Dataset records
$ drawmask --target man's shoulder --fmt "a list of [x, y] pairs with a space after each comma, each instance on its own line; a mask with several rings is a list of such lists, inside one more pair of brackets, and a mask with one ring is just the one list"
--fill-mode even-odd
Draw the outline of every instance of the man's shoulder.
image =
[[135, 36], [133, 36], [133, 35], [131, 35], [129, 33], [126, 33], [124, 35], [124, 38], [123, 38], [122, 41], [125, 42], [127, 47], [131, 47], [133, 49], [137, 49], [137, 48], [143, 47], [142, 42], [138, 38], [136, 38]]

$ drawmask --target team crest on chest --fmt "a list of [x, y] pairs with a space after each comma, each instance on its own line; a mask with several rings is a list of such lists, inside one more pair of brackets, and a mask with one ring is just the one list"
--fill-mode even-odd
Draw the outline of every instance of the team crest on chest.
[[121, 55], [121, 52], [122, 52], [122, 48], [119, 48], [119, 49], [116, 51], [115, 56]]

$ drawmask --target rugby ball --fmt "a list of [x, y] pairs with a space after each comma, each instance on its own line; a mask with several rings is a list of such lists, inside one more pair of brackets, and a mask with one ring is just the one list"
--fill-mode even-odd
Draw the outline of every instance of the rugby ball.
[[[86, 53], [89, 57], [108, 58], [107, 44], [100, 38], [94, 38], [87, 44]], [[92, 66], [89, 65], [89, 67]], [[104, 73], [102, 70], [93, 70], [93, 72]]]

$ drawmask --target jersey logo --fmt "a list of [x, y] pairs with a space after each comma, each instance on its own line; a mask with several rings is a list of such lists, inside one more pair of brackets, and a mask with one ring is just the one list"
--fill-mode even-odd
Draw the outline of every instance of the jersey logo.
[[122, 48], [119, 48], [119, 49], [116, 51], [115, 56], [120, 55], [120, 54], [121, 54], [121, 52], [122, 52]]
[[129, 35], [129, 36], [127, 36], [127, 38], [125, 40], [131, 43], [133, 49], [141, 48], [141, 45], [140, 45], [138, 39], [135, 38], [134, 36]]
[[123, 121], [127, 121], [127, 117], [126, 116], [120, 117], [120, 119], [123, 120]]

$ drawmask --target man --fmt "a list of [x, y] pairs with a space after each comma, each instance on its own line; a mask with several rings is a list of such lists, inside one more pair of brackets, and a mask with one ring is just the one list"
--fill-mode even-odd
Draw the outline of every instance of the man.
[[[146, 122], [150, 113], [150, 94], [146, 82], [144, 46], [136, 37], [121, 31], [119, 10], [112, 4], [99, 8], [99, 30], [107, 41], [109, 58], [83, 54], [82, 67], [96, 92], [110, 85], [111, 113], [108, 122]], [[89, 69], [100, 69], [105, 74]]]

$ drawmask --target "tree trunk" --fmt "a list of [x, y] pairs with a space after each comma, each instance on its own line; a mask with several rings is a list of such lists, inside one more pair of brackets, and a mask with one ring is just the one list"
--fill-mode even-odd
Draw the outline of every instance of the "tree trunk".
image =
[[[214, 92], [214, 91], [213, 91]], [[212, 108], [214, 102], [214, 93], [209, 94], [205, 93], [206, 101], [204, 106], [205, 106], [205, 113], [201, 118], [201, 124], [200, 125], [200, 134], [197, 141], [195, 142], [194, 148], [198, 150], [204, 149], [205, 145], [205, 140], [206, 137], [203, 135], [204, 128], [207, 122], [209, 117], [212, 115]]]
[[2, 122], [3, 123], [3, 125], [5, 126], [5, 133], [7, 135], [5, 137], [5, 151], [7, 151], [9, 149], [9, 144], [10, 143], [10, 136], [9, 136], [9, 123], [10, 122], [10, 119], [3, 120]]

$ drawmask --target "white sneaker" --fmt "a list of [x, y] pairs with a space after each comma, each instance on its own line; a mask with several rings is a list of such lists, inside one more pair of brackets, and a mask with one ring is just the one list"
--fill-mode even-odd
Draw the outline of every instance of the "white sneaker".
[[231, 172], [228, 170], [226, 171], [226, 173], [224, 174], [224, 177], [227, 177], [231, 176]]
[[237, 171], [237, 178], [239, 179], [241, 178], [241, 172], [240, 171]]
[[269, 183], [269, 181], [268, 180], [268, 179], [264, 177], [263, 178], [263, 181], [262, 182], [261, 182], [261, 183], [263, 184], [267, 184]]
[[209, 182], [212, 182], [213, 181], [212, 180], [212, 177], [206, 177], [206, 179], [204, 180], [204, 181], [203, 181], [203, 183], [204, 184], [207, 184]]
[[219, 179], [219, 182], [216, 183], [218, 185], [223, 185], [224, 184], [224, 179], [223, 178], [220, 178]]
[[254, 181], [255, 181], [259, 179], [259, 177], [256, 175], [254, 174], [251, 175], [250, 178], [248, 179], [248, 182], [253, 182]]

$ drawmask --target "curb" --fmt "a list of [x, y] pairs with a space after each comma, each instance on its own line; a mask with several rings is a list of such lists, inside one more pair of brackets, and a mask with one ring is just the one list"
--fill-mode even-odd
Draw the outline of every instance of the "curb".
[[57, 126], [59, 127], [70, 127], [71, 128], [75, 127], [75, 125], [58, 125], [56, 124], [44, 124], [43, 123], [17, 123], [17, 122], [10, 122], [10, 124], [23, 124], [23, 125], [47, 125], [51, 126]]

→ TASK DIRECTIONS:
Put the lines above into a Markdown table with a Row column holding the row number and a Line column holding the line itself. Leave out any blank lines.

→ ANSWER BELOW:
| Row | Line |
|---|---|
| 1 | $ drawmask --target man's shoulder --fmt "a list of [x, y] pairs with a space after each comma, each instance on its own line; a mask with several rings is a list of such lists, inside one more pair of brackets, and a mask with one ring is just the one list" |
| 2 | --fill-mode even-odd |
| 3 | Draw the outline of every instance of the man's shoulder. |
| 4 | image = |
| 5 | [[135, 36], [133, 36], [133, 35], [131, 35], [129, 33], [126, 33], [124, 35], [124, 38], [123, 38], [122, 41], [125, 42], [127, 47], [131, 47], [133, 49], [137, 49], [137, 48], [143, 47], [142, 42], [138, 38], [136, 38]] |
| 6 | $ drawmask --target team crest on chest --fmt "a list of [x, y] pairs with a space after each comma, each instance on its own line; a mask with several rings is a list of such lists, inside one more pair of brackets, and a mask with one ring is just the one list" |
| 7 | --fill-mode even-odd |
| 8 | Draw the outline of every instance of the team crest on chest. |
| 9 | [[121, 55], [121, 52], [122, 52], [122, 48], [119, 48], [119, 49], [116, 51], [115, 56]] |
| 10 | $ drawmask --target rugby ball --fmt "a list of [x, y] pairs with a space after each comma, each instance on its own line; a mask with several rings is a list of such lists, inside one more pair of brackets, and a mask with one ring is just the one list" |
| 11 | --fill-mode even-odd |
| 12 | Draw the outline of every instance of the rugby ball. |
| 13 | [[[86, 53], [89, 57], [108, 58], [107, 44], [100, 38], [94, 38], [87, 44]], [[92, 66], [89, 65], [89, 67]], [[104, 73], [102, 70], [93, 70], [93, 72]]] |
| 14 | $ drawmask --target jersey logo --fmt "a list of [x, y] pairs with a space after each comma, each instance on its own line; a mask with several rings is a list of such lists, inside one more pair of brackets, and a mask with one ring is just the one list" |
| 15 | --fill-mode even-odd |
| 16 | Draw the outline of every instance of the jersey logo. |
| 17 | [[122, 48], [119, 48], [119, 49], [116, 51], [115, 56], [120, 55], [120, 54], [121, 54], [121, 52], [122, 52]] |
| 18 | [[129, 35], [129, 36], [127, 36], [127, 38], [125, 40], [131, 43], [133, 49], [141, 48], [141, 45], [140, 45], [138, 39], [135, 38], [134, 36]] |
| 19 | [[123, 121], [127, 121], [127, 117], [126, 116], [120, 117], [120, 119], [123, 120]] |
| 20 | $ drawmask --target man --fmt "a list of [x, y] pairs with a space after each comma, each instance on its own line; a mask with several rings is a list of such lists, inside one more pair of brackets, and a mask with one ring is just the one list" |
| 21 | --fill-mode even-odd |
| 22 | Draw the outline of every instance of the man. |
| 23 | [[[146, 122], [150, 113], [150, 94], [146, 82], [144, 46], [136, 37], [121, 31], [119, 10], [112, 4], [99, 8], [99, 30], [107, 41], [109, 58], [83, 54], [82, 67], [96, 92], [110, 85], [111, 113], [108, 122]], [[89, 69], [100, 69], [105, 74]]] |
| 24 | $ drawmask --target "tree trunk" --fmt "a list of [x, y] pairs with a space after each comma, each instance on its own line; a mask with several rings is a list of such lists, inside one more pair of brackets, and a mask with one ring is just the one list" |
| 25 | --fill-mode even-odd |
| 26 | Draw the outline of every instance of the "tree trunk". |
| 27 | image = |
| 28 | [[[214, 92], [214, 91], [213, 91]], [[212, 108], [214, 102], [214, 93], [209, 94], [205, 93], [206, 101], [204, 106], [205, 106], [205, 113], [201, 118], [201, 124], [200, 125], [200, 134], [197, 141], [195, 142], [194, 148], [198, 150], [204, 149], [205, 145], [205, 140], [206, 137], [203, 135], [204, 128], [207, 122], [209, 117], [212, 115]]] |
| 29 | [[2, 122], [3, 123], [3, 125], [5, 126], [5, 133], [7, 135], [5, 137], [5, 151], [7, 151], [9, 149], [9, 144], [10, 143], [10, 136], [9, 136], [9, 123], [10, 122], [10, 119], [3, 120]] |
| 30 | $ drawmask --target "white sneaker" --fmt "a list of [x, y] pairs with a space after each comma, each instance on its own line; a mask with several rings is a list of such lists, inside one more pair of brackets, and a mask with one ring is just the one list" |
| 31 | --fill-mode even-odd |
| 32 | Draw the outline of every instance of the "white sneaker". |
| 33 | [[231, 172], [228, 170], [226, 171], [226, 173], [224, 174], [224, 177], [227, 177], [231, 176]] |
| 34 | [[237, 171], [237, 178], [239, 179], [241, 178], [241, 172], [240, 171]] |
| 35 | [[269, 183], [269, 181], [268, 180], [268, 179], [264, 177], [263, 178], [263, 181], [262, 182], [261, 182], [261, 183], [263, 184], [267, 184]] |
| 36 | [[209, 182], [212, 182], [213, 181], [212, 180], [212, 177], [206, 177], [206, 179], [204, 180], [204, 181], [203, 181], [203, 183], [204, 184], [207, 184]] |
| 37 | [[219, 179], [219, 182], [216, 183], [218, 185], [223, 185], [224, 184], [224, 179], [223, 178], [220, 178]] |
| 38 | [[254, 181], [255, 181], [259, 179], [259, 177], [256, 175], [254, 174], [251, 175], [250, 178], [248, 179], [248, 182], [253, 182]] |
| 39 | $ drawmask --target "curb" --fmt "a list of [x, y] pairs with a space after each comma, each instance on its own line; a mask with several rings is a list of such lists, inside one more pair of brackets, and a mask with one ring is just the one list" |
| 40 | --fill-mode even-odd |
| 41 | Draw the outline of every instance of the "curb". |
| 42 | [[57, 126], [59, 127], [70, 127], [71, 128], [75, 127], [75, 125], [58, 125], [56, 124], [44, 124], [43, 123], [17, 123], [17, 122], [10, 122], [10, 124], [23, 124], [23, 125], [47, 125], [51, 126]] |